--- begin Given records ---

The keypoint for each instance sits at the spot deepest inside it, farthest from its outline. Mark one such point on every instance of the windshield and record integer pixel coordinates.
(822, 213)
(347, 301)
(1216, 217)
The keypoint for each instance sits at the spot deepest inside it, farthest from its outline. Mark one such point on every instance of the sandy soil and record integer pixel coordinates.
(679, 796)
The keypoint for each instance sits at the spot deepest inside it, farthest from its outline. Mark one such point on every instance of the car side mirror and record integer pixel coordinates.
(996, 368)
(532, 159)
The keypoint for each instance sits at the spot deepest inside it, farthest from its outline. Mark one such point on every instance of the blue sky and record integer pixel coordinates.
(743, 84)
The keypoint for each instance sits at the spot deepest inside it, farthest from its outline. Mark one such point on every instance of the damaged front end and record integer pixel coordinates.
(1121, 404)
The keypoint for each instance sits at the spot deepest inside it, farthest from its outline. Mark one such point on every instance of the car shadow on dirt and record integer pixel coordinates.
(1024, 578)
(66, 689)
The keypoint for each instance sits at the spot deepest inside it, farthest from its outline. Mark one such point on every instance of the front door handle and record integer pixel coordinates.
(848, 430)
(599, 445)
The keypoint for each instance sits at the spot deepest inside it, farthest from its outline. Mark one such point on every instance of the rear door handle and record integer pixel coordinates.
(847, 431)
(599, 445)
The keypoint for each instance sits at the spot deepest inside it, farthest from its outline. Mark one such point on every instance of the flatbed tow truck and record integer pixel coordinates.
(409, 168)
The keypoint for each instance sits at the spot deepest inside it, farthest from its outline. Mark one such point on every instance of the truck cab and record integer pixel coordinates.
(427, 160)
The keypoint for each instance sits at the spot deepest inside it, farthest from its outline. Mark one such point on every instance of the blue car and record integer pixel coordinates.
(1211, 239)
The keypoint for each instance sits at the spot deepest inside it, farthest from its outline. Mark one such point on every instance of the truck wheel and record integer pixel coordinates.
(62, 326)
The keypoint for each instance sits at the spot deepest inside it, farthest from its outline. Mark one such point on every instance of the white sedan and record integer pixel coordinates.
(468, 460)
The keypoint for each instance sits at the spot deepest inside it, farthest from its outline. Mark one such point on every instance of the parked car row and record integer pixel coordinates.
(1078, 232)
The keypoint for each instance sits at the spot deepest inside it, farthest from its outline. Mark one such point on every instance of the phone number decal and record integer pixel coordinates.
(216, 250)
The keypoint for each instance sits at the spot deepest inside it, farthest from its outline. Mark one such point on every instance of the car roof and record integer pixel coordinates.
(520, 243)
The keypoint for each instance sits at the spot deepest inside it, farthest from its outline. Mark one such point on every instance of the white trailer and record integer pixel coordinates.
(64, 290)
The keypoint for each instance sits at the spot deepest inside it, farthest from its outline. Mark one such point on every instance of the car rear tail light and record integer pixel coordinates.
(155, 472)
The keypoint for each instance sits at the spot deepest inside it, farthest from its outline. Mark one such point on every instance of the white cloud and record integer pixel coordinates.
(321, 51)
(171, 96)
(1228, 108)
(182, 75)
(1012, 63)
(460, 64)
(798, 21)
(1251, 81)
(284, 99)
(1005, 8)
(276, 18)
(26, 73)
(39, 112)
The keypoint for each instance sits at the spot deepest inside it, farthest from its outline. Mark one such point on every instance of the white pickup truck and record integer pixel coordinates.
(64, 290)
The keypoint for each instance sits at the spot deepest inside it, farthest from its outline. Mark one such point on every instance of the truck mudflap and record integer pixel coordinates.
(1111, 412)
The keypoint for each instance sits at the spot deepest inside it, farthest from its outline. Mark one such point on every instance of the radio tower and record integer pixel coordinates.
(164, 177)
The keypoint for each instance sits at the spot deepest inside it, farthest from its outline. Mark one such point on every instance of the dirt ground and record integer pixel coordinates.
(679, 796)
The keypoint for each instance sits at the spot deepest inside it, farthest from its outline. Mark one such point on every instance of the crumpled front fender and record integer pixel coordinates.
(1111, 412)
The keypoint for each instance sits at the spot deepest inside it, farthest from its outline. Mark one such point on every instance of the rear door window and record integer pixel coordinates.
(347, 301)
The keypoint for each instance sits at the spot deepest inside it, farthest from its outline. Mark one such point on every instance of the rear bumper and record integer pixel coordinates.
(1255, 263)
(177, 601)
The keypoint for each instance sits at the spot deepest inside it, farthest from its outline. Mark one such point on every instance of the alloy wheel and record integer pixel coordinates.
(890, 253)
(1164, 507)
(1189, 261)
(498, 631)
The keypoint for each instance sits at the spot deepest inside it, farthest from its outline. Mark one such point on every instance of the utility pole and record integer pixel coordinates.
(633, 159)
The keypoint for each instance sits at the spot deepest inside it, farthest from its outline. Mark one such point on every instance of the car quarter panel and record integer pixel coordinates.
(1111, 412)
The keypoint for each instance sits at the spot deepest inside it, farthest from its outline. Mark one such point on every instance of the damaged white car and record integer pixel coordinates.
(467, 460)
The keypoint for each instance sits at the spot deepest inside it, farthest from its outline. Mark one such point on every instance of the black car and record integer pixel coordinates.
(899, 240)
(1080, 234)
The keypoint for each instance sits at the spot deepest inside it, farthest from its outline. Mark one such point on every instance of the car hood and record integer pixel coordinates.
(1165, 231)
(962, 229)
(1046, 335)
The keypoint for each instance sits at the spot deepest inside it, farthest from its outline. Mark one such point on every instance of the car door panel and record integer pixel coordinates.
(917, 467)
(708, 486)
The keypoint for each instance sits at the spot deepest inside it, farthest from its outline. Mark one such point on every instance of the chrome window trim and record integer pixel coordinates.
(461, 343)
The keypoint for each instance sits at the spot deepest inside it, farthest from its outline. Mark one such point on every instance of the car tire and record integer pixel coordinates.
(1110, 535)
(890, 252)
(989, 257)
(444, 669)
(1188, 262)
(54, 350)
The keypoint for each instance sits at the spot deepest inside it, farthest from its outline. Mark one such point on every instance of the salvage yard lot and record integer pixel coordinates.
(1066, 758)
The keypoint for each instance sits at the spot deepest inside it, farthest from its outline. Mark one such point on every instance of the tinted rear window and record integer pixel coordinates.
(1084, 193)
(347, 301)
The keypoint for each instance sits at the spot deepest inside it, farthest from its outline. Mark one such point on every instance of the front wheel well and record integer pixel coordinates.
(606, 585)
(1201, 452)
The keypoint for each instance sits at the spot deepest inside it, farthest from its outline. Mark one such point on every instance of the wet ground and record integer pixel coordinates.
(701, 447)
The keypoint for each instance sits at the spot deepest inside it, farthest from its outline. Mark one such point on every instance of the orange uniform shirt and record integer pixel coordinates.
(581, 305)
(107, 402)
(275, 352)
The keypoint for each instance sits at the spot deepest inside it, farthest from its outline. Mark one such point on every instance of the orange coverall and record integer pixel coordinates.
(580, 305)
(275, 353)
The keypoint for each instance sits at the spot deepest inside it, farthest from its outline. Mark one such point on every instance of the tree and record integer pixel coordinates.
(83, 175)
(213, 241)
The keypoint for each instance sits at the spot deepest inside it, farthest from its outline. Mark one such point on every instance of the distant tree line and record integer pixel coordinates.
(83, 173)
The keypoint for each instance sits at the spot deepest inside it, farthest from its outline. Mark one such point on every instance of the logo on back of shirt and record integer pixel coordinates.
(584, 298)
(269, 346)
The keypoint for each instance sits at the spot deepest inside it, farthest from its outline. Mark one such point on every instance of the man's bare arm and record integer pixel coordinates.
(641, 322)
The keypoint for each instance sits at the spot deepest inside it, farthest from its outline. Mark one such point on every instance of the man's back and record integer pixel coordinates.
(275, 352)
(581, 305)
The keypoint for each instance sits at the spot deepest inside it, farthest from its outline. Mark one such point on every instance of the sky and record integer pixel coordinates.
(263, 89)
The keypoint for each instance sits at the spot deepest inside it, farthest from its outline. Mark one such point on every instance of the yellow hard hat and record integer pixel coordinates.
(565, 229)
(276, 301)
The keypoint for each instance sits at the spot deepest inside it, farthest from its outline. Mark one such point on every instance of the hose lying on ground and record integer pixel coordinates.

--- end Given records ---

> _Challenge_
Only the lines from the one containing "the sky and record integer pixel coordinates." to the end of the records should be repeated, exactly as they appear.

> _Result below_
The keypoint for each instance sits at the spot deepest inside it, farthest from its outline. Mark one such point on every instance of the sky and record integer pixel coordinates.
(263, 89)
The keypoint for each instance sits at the spot deepest inside it, farthest from its outline. Mark one such point on every instance of the yellow hard hat and record integer pixel coordinates.
(565, 229)
(276, 301)
The keypoint for each instance sits at the spot deepest inside it, farthest from its outline. Mark one such point on every instance of the hose lying on ground and record integer pixel coordinates.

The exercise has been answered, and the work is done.